_Work task_
Leaving out the pictures, write the following records exactly as they read.

BEGIN Records for the task

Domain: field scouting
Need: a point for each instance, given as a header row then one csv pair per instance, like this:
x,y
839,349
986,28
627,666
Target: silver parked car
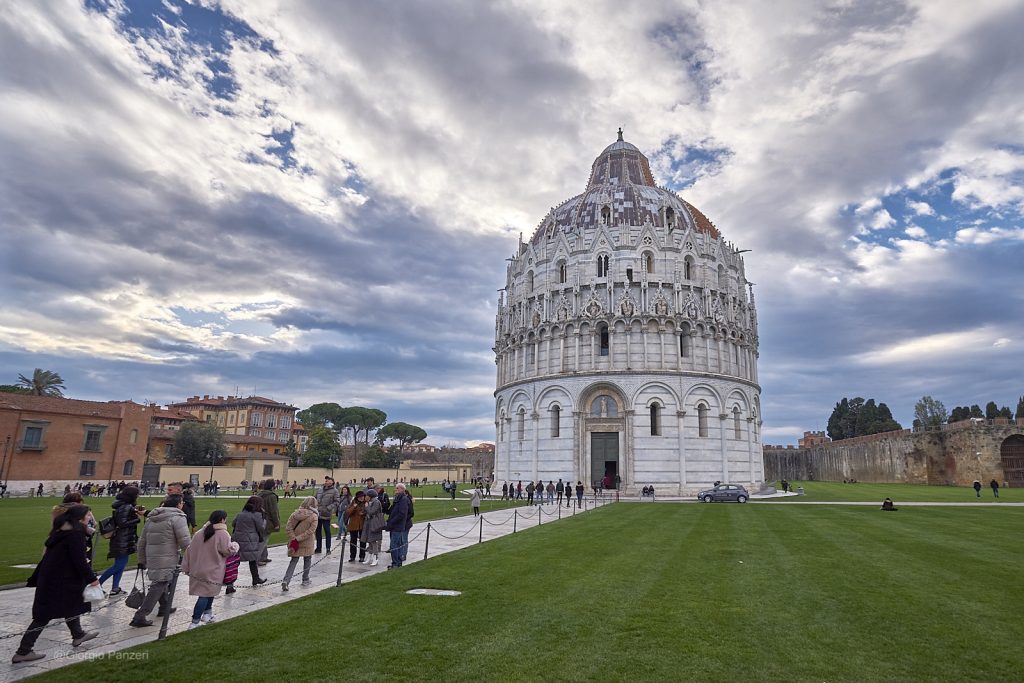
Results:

END Records for the task

_Response area_
Domain: field scouting
Need: a point for each instance, given as a header row then one csv pair per instance, like this:
x,y
839,349
986,28
627,666
Target: silver parked car
Results:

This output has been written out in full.